▶ **DOCUMENT TEXT**
============

In response to the passing of Bill 78, 400,000 people marched through the streets of Montreal.

Far from silencing the resistance, Bill 78 has provoked fury amongst huge numbers of Quebecois who were previously indifferent to the students’ demands.

Unsurprisingly business leaders welcomed the measures, acknowledging that they are not the potential allies of the movement, but committed to the defence of the status quo and a police force which exists to defend the interests of property-owners.

The government has declared its intention to ‘restore calm’ to Quebec society. The ‘calm’ that the capitalist representatives want to impose on us is the calm of rubber bullets, tear-gas and sound grenades.

 

No time for compromise

 

The attack on the right to strike and freedom of assembly is an attack on all of us. The measures demonstrate the weakness of the government – it has lost the argument and now resorts to violence to force through its pro-business agenda.

============

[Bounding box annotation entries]

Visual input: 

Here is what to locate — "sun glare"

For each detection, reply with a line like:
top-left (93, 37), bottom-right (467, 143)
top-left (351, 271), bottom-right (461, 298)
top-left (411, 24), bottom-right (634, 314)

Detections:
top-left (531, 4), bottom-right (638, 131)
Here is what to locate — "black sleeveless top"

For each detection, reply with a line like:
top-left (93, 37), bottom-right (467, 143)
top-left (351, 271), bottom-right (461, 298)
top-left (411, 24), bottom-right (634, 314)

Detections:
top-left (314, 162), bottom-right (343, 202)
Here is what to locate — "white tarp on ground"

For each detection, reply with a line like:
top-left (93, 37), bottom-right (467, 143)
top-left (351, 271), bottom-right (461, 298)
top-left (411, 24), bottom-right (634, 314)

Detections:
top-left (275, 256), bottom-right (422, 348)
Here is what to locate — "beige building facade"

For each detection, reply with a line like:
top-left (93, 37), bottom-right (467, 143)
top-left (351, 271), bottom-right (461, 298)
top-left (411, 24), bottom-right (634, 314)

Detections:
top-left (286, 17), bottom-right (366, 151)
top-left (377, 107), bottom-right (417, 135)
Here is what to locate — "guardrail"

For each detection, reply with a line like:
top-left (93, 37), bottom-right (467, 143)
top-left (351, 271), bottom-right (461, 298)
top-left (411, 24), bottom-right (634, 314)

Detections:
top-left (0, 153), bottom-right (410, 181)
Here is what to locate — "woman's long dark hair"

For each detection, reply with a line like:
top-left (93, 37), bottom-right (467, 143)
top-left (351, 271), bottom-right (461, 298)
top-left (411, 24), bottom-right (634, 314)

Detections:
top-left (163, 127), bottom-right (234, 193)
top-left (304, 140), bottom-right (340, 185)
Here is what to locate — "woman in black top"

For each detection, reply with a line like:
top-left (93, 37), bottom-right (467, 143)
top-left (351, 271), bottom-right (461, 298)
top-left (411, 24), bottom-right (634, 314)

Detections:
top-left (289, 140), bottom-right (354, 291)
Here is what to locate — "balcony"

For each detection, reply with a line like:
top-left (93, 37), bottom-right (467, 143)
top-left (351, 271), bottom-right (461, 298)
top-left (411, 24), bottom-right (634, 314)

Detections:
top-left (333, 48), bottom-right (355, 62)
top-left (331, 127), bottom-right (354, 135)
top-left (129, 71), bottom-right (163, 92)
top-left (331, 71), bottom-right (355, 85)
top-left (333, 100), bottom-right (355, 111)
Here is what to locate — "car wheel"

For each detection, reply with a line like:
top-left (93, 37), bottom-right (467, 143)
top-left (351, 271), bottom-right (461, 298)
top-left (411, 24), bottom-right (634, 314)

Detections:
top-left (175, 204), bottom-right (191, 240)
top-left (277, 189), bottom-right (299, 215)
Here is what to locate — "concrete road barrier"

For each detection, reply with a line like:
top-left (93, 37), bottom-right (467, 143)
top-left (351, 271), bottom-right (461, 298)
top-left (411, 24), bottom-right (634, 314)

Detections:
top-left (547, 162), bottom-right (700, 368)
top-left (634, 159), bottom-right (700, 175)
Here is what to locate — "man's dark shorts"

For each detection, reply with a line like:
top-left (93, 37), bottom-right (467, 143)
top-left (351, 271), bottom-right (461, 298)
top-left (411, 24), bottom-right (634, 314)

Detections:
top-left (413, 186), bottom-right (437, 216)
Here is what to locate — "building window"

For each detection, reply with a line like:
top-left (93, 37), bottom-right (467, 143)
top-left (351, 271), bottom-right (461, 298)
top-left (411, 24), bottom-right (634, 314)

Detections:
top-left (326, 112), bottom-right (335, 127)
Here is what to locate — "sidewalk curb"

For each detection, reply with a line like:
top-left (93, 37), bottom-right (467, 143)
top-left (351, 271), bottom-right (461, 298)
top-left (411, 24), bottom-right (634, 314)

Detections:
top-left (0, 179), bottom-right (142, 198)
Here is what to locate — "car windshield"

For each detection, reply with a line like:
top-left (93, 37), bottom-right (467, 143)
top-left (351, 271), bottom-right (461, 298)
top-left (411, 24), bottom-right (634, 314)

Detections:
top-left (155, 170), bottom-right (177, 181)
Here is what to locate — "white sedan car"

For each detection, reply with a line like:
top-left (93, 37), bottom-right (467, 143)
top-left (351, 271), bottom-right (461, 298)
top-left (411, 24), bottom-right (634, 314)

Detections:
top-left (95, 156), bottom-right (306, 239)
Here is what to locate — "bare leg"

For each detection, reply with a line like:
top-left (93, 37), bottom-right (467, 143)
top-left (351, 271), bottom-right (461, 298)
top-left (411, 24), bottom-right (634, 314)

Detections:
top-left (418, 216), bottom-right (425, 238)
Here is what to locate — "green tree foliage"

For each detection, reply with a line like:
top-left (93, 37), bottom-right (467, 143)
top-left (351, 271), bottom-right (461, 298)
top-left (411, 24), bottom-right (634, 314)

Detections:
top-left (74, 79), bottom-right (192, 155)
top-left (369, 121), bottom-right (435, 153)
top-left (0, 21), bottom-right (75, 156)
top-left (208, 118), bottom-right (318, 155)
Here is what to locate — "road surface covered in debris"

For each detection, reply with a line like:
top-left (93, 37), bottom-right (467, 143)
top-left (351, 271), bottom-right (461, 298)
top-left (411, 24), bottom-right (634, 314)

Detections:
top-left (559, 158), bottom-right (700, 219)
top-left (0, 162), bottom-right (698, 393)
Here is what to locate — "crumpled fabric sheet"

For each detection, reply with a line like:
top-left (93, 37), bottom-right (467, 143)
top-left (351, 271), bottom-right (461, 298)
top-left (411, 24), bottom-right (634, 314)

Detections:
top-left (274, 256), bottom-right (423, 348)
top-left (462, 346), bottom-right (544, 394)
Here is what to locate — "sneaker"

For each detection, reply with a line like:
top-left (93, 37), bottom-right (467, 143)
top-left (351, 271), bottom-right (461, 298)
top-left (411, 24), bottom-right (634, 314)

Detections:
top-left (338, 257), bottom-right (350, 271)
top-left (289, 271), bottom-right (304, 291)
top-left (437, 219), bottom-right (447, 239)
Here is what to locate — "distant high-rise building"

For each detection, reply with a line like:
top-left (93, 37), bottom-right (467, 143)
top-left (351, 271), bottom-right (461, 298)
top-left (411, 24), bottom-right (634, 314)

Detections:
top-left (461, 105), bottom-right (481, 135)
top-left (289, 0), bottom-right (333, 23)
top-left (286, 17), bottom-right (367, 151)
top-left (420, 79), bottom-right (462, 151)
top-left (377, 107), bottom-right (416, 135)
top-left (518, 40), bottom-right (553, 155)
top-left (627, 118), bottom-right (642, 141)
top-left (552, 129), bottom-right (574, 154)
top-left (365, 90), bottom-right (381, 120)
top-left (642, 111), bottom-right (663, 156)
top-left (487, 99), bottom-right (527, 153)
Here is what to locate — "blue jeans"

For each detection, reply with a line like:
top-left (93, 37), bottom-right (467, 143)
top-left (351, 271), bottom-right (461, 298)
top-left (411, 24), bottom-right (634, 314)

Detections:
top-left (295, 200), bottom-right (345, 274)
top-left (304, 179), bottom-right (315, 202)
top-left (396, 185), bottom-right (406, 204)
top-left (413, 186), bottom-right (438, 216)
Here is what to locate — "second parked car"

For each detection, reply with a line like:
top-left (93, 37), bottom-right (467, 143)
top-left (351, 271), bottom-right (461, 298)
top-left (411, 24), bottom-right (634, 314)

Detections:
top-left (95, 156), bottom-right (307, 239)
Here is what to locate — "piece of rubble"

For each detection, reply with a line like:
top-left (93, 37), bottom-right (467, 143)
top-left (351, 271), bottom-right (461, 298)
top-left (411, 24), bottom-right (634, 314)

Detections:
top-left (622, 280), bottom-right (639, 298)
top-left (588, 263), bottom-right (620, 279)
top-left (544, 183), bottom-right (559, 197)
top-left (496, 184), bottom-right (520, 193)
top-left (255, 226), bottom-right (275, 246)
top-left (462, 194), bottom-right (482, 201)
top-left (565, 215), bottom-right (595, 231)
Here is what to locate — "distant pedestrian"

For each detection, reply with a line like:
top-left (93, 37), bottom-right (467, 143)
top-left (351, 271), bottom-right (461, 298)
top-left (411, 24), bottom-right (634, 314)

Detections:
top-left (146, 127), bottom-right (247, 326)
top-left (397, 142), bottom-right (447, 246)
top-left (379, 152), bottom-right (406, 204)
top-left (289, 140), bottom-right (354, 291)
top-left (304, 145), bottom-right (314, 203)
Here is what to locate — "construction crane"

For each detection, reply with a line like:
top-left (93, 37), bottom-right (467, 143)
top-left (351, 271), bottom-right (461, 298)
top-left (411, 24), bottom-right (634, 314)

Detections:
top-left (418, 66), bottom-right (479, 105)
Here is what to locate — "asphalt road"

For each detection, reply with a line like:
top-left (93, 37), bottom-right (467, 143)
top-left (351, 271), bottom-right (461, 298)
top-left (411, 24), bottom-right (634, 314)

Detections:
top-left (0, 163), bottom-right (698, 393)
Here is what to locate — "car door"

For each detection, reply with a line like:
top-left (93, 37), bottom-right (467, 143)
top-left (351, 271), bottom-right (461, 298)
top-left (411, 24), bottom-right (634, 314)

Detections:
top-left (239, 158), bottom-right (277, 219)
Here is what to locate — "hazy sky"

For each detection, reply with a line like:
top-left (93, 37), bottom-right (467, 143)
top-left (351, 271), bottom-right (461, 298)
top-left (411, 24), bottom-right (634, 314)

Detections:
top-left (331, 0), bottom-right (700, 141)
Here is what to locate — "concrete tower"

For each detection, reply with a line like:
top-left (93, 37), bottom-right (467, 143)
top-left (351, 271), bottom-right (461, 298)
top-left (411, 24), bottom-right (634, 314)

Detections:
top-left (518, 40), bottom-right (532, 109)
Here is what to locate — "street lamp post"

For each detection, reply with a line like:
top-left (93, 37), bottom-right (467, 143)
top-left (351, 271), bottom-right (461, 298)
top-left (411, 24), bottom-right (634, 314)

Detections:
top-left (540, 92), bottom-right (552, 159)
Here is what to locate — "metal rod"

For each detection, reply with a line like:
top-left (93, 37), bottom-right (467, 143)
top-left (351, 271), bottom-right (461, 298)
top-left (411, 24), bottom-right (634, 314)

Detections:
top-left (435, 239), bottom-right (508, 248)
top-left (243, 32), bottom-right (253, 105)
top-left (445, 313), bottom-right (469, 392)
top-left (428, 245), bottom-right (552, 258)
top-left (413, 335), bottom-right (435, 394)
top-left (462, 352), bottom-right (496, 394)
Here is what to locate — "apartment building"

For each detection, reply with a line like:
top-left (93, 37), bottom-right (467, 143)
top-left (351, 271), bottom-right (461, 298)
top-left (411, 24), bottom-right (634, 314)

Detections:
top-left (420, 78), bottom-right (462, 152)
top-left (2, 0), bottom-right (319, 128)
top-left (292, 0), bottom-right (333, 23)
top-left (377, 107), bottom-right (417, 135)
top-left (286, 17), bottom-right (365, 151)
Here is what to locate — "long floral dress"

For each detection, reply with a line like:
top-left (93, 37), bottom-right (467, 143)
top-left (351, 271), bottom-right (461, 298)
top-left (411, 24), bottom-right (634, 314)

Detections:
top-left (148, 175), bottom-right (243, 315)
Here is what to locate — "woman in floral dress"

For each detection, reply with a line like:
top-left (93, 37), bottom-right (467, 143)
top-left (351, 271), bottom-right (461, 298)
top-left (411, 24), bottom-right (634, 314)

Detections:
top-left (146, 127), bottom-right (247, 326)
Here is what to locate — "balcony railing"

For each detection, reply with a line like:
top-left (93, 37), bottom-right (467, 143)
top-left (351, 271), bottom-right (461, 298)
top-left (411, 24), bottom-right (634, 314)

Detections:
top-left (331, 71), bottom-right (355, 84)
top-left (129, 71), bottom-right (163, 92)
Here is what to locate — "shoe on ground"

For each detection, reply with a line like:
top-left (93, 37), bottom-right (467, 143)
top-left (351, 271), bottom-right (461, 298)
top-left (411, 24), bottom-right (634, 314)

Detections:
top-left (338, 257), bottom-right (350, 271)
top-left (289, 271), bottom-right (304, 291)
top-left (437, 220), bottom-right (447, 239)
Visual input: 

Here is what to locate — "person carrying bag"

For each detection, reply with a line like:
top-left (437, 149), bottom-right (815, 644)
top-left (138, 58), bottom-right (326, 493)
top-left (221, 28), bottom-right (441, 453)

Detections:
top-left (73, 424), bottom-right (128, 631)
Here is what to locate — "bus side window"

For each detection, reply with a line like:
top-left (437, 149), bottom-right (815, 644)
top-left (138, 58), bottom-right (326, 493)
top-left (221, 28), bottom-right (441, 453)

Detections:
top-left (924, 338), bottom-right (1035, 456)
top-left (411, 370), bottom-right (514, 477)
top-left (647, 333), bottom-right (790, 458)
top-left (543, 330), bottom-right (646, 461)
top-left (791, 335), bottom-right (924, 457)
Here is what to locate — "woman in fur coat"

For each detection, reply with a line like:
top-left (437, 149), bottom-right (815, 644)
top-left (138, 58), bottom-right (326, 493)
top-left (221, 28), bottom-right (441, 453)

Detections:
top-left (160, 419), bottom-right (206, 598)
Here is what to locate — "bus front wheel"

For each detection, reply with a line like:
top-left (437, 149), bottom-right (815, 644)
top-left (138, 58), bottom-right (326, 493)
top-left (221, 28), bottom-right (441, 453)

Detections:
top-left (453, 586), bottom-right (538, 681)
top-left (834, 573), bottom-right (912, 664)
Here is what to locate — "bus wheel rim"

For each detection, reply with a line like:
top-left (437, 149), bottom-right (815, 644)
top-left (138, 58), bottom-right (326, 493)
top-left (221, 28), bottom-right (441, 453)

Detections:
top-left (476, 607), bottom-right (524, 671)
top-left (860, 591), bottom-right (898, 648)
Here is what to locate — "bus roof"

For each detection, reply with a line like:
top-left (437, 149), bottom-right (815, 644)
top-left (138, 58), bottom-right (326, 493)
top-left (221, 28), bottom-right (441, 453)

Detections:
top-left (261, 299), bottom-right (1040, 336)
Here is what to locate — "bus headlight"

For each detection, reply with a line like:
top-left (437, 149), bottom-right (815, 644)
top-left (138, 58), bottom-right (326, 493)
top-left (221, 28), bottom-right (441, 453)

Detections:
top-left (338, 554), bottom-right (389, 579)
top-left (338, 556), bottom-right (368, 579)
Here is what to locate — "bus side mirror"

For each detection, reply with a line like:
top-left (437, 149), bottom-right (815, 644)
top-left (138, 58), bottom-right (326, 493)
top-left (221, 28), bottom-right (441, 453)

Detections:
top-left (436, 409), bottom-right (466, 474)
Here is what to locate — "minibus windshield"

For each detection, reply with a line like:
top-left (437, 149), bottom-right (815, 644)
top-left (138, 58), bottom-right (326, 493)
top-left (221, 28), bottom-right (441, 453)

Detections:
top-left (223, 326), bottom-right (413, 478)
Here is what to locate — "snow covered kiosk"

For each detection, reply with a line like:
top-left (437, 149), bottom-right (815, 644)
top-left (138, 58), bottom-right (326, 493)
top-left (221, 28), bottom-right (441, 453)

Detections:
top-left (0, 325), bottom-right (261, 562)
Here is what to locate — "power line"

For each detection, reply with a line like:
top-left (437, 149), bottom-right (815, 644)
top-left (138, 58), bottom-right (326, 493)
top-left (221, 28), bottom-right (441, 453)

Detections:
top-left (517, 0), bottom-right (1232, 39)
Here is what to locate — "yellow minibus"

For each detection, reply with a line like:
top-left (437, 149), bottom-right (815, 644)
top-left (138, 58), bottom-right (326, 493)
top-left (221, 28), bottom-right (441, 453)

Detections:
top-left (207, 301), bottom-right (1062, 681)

============

▶ **SET TASK 1**
In the article on Bill 78, how many people marched through the streets of Montreal after the bill passed?
▶ **SET TASK 2**
The article on Bill 78 describes the government's "calm" in terms of specific weapons. List each one it names.
▶ **SET TASK 3**
Carry on the article on Bill 78 from its final sentence.
The listing has no role in what is asked here.

▶ **EXPECTED OUTPUT 1**
400,000 people.

▶ **EXPECTED OUTPUT 2**
Rubber bullets, tear-gas, sound grenades

▶ **EXPECTED OUTPUT 3**
At the moment in which the movement threatens to unite much broader layers and escape the control of the big student federations, is the moment that Leo Bureau-Blouin, president of Quebec’s college student federation, had this to say:

“We are ready for a compromise — and if the Quebec government is ready for it too, I think we can come to something,”

“If the Quebec government agreed to move on the amount of the tuition fee hike, I think it would be a great step in the right direction.”

Bureau-Blouin, whose terms ends on 1 June fears that the movement is starting to escape the control of him and his fellow bureaucrats.

The government is on the defensive, we should press forward with our demands and accept nothing less than total victory.

Students now face enemies within and without the movement. Those who would compromise with the illegitimate government open the door to privatisation. They condemn generations of furture students to an overpriced, sub-standard education. They betray the sacrifices of tens of thousands who are fighting now to ensure social provision for the future.

It is at this critical time where the government will attempt to drive a wedge between ‘moderate’ and ‘hardline’ students. It will offer measly concessions to those who return to class, while intensifying repression against those who dare to remain on the streets.

We refuse all attempts at compromise and say that we must not back down in the face of state violence and divide-and-rule tactics.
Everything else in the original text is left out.